Rewrite the part of the items that begins at the start and ends with the line containing "positive clicks: (489, 360) (496, 360)", changing every "rough mask" to "coarse mask" and keeping everything else the same. Omit the pictures from your answer.

(Items excerpted from a collection)
---
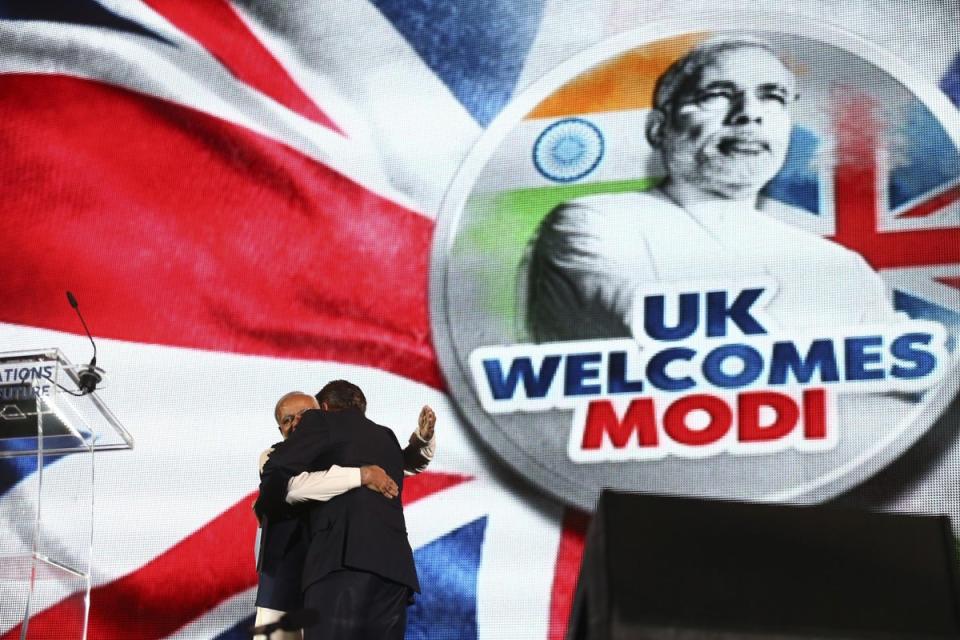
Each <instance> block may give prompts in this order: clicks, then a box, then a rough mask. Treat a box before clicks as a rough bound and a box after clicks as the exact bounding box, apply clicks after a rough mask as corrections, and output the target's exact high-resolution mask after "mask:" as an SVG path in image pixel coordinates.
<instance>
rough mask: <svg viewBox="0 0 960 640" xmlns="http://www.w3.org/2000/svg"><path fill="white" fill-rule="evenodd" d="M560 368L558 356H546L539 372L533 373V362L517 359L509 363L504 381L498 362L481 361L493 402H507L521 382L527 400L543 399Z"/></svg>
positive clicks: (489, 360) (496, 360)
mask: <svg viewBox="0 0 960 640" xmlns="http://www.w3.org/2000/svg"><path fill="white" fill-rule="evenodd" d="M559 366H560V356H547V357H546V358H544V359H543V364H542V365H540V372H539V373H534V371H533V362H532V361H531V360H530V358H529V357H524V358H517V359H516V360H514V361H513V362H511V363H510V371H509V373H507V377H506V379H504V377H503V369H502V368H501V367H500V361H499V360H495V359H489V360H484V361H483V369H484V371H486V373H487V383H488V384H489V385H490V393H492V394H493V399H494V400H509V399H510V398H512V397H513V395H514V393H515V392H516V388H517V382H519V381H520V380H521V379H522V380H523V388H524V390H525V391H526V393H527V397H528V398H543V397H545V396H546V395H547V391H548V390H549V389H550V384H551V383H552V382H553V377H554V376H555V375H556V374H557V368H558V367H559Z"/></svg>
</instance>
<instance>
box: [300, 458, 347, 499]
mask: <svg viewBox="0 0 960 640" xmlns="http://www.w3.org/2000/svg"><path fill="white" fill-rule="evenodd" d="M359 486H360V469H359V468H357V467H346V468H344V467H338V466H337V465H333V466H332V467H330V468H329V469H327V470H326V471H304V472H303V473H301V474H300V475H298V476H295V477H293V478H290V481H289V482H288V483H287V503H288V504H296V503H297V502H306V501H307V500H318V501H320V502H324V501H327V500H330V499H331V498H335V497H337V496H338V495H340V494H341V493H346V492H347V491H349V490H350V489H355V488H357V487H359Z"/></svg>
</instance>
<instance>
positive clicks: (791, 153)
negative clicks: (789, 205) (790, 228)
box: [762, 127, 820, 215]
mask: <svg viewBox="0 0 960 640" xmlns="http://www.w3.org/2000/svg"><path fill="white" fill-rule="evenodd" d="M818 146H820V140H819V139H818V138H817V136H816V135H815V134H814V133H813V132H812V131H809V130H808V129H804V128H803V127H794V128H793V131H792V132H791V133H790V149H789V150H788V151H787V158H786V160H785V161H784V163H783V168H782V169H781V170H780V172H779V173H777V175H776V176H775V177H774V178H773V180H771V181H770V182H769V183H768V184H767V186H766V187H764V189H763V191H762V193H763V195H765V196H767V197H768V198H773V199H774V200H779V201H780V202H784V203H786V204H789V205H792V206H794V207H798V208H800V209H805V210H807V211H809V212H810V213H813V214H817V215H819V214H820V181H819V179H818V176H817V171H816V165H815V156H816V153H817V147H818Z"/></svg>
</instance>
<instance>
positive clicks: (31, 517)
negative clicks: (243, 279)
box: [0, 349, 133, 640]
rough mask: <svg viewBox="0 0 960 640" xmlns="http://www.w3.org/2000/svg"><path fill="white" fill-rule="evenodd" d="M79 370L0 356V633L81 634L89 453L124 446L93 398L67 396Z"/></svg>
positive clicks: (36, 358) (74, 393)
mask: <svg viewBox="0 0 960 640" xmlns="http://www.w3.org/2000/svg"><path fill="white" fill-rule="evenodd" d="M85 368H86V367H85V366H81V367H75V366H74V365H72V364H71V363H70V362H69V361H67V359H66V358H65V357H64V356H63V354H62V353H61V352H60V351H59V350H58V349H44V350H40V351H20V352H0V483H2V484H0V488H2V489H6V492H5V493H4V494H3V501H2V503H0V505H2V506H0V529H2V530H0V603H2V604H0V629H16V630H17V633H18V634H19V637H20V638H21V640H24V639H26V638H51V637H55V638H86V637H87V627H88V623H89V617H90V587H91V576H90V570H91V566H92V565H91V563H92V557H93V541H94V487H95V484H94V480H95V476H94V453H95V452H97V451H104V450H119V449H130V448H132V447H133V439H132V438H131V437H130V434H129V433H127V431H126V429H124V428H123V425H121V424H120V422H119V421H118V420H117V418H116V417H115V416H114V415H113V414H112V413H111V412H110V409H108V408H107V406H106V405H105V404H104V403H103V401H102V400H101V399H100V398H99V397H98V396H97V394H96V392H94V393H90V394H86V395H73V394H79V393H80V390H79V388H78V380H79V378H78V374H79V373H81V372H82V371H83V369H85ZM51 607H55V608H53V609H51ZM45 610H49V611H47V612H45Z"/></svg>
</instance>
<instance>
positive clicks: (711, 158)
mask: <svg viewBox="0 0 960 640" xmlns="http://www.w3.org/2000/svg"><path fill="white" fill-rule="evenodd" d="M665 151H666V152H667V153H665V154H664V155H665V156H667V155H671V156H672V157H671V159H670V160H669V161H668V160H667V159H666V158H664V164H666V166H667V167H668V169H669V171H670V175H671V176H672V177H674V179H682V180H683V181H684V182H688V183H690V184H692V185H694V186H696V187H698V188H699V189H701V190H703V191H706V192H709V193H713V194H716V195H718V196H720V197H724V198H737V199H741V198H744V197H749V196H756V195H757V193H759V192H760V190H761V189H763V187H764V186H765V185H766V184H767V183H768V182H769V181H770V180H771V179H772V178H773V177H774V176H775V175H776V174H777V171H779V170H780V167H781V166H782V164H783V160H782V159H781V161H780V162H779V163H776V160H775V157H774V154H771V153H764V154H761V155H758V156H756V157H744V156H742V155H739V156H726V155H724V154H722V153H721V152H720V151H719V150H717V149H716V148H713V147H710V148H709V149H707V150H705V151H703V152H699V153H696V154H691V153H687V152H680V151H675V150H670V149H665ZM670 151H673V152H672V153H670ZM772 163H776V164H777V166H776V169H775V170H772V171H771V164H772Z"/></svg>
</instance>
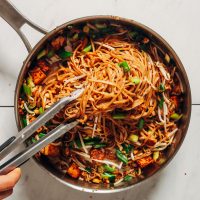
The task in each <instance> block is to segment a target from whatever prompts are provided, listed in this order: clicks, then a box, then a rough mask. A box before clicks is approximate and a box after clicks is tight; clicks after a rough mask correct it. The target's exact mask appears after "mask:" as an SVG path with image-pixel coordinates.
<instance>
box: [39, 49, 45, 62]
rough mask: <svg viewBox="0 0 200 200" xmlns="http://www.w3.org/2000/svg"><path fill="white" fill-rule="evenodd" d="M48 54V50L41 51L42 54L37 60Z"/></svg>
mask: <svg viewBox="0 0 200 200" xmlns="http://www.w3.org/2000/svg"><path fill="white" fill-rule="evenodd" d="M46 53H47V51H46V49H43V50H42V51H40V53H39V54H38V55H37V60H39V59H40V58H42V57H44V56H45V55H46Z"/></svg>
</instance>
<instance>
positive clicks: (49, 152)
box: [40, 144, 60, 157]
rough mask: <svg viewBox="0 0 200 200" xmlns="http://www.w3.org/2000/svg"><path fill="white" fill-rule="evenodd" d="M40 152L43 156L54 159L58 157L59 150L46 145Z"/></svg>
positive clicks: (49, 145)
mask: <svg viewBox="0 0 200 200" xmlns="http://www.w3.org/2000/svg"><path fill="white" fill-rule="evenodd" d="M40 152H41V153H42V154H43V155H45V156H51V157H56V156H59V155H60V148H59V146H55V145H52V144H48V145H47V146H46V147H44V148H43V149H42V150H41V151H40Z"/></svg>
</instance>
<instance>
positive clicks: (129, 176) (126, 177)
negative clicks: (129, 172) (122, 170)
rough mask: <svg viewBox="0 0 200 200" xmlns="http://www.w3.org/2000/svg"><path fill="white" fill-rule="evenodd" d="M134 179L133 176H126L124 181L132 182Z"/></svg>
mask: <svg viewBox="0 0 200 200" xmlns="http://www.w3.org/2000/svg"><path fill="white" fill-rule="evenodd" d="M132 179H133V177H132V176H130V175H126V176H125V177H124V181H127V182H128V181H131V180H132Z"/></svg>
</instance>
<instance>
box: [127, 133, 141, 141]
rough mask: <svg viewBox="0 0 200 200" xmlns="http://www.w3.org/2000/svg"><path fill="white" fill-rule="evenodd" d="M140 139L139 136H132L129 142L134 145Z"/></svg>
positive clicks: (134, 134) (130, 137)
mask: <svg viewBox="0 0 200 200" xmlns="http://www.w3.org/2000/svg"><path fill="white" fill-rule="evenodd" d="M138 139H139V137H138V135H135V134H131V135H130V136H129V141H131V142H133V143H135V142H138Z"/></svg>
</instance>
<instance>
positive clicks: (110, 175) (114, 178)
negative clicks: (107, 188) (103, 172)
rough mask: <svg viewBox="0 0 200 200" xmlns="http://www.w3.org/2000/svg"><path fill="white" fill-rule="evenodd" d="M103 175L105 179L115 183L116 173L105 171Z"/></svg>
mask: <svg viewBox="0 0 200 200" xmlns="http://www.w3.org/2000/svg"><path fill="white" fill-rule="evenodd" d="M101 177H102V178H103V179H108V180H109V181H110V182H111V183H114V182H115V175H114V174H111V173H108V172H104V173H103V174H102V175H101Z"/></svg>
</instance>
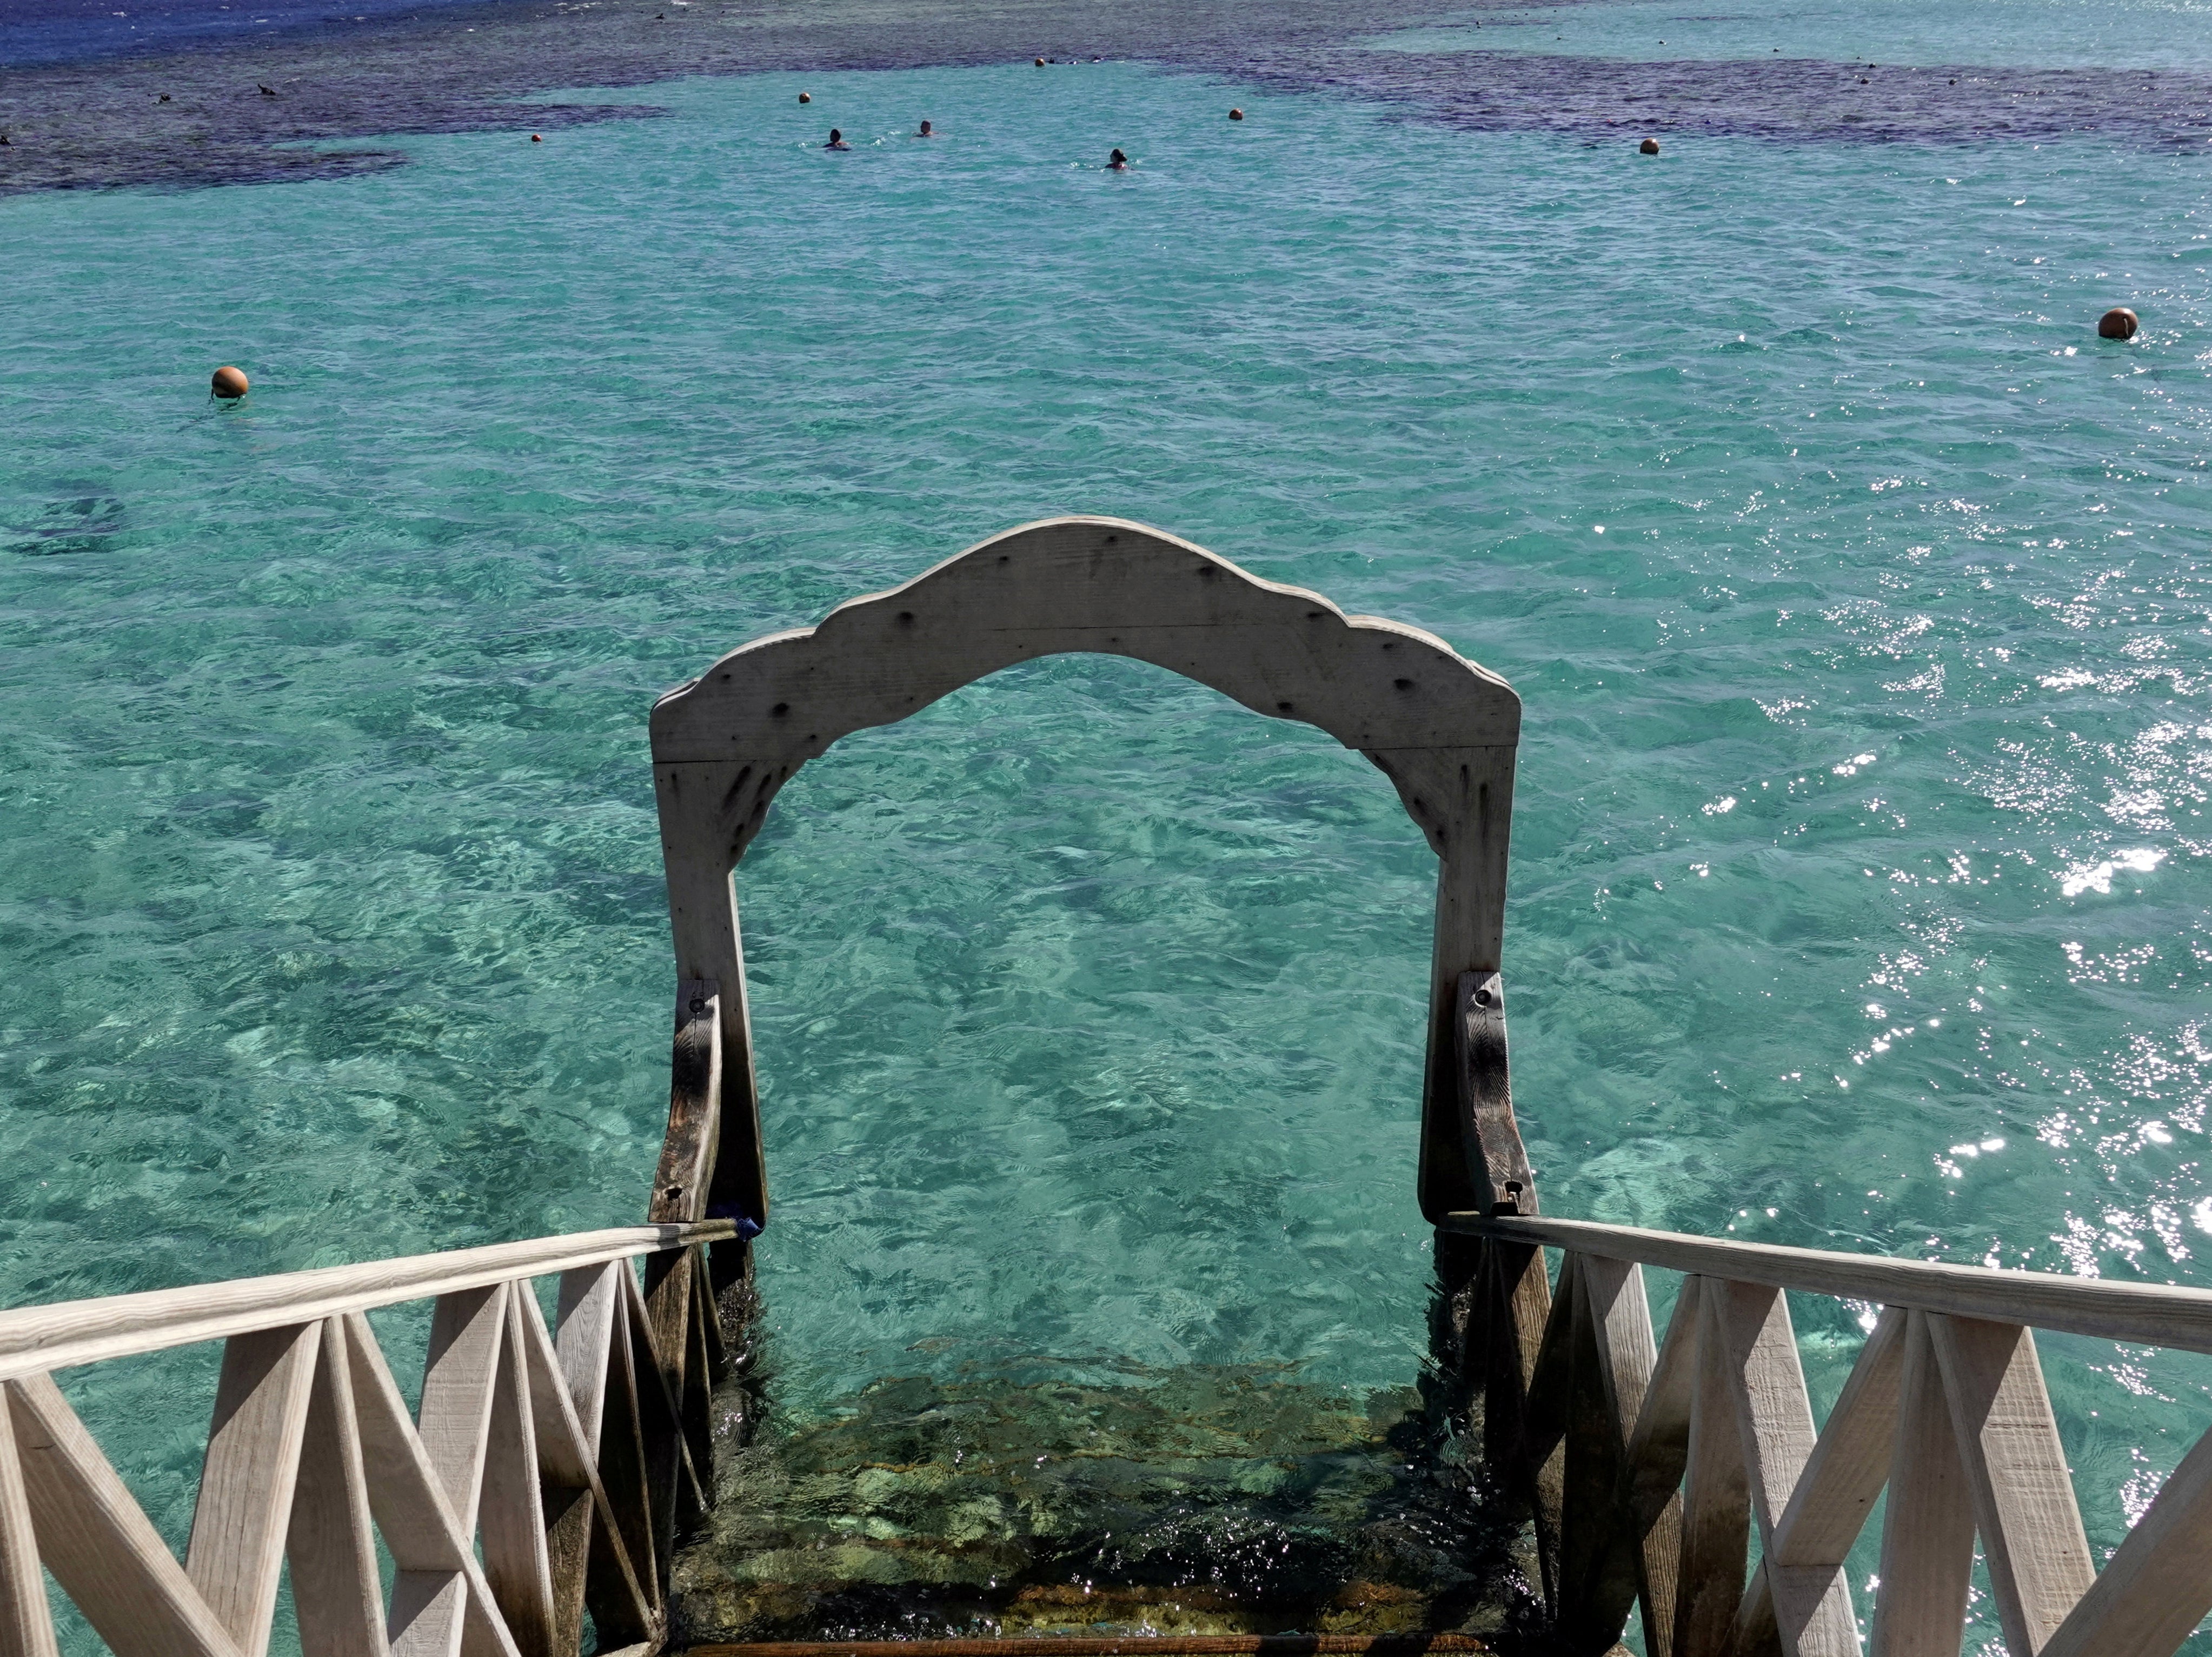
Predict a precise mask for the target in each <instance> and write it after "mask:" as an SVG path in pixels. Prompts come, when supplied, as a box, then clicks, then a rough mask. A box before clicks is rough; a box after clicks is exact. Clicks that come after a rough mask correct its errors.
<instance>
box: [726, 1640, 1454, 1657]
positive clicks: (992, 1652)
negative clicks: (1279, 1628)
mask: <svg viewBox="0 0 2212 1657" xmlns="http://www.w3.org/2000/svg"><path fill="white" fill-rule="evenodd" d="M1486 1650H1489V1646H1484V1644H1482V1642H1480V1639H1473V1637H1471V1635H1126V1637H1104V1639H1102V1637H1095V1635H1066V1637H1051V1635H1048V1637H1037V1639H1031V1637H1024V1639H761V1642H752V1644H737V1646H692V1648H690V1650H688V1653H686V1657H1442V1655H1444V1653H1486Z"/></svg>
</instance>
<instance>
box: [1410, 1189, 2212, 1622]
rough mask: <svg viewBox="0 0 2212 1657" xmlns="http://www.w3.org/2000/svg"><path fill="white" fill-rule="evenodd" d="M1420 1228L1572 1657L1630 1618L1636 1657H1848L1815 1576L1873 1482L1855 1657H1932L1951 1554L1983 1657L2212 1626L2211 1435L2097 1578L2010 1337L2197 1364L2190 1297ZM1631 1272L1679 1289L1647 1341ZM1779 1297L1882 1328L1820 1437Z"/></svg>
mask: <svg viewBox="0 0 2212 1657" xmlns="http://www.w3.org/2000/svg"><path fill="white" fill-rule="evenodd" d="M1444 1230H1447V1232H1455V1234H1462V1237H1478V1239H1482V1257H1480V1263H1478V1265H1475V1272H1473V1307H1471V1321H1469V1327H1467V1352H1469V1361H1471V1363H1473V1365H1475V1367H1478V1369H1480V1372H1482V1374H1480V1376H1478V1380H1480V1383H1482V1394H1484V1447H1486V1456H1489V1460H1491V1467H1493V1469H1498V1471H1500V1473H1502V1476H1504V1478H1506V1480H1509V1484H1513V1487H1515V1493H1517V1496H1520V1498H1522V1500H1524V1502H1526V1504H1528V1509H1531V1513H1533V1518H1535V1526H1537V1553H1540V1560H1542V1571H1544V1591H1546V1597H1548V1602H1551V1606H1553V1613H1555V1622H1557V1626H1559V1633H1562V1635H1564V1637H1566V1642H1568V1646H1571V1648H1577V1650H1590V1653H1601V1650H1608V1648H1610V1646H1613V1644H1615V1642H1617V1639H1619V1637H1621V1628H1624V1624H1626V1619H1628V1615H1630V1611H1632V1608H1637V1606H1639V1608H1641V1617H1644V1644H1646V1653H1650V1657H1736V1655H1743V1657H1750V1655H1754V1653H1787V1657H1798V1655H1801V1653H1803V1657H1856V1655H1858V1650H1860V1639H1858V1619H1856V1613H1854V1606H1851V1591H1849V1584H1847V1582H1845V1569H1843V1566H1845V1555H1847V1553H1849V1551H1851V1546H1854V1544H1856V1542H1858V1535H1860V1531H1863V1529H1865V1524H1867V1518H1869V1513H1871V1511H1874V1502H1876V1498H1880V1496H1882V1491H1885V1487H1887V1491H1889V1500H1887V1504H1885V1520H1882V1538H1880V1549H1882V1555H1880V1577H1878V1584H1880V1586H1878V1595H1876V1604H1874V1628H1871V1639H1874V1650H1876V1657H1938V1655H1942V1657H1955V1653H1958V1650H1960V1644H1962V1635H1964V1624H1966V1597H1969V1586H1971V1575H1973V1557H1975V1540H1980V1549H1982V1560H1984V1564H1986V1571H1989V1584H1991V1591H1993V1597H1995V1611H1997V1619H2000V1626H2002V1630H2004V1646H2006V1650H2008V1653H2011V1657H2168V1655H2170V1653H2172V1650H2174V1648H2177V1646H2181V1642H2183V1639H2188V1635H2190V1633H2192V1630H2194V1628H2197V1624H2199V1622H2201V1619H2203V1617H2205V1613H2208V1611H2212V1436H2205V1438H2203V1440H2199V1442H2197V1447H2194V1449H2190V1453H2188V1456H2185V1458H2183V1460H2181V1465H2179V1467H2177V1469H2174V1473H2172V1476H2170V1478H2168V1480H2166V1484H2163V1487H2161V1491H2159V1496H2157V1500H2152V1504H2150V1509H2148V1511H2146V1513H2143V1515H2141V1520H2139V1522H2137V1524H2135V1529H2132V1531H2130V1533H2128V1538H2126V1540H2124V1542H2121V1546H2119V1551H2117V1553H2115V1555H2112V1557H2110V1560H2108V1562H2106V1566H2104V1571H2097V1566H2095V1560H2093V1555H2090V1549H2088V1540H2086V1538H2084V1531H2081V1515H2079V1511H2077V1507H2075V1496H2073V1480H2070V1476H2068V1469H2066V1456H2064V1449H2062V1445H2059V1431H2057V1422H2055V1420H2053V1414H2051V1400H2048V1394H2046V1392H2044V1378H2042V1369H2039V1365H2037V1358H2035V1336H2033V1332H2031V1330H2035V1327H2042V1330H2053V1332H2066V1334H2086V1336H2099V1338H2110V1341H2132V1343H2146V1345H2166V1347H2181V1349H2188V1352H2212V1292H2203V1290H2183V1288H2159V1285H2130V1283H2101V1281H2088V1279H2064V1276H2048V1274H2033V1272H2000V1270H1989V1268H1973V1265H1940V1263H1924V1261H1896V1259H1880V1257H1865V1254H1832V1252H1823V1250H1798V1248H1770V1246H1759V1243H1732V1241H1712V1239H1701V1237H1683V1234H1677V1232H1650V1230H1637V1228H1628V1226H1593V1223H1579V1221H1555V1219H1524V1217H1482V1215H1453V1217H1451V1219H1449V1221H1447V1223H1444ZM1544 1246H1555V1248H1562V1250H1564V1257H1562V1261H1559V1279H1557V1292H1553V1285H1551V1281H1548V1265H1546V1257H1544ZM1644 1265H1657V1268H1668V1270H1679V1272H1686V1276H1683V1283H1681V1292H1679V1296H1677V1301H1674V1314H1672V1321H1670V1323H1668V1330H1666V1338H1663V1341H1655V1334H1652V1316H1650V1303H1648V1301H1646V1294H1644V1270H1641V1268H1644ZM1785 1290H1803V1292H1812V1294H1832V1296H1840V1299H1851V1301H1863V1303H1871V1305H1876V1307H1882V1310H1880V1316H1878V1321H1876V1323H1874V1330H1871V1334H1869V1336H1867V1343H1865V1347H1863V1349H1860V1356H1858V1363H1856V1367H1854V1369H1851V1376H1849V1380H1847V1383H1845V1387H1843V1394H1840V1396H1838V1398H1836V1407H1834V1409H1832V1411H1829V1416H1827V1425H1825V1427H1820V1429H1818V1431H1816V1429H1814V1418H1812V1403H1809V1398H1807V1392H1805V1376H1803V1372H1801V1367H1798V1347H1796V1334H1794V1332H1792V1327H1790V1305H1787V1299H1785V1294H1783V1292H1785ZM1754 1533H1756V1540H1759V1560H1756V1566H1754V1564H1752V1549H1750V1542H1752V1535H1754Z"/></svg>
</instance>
---
(YOUR SOLUTION)
Each <instance> block may give prompts in this order: clicks, then a box, then a coarse mask. Treat a box before clicks as a rough bound and a box after clicks as the exact bounding box, apply clicks after a coarse mask as corrections, and output the target's exact high-resolution mask after "mask:" as an SVG path in image pixel coordinates.
<instance>
coarse mask: <svg viewBox="0 0 960 640" xmlns="http://www.w3.org/2000/svg"><path fill="white" fill-rule="evenodd" d="M560 368L558 356H546L539 372L533 373V362L517 359L509 363L504 381L498 362L481 361L493 402H507L521 382L527 400L543 399Z"/></svg>
positive clicks: (489, 360) (496, 360)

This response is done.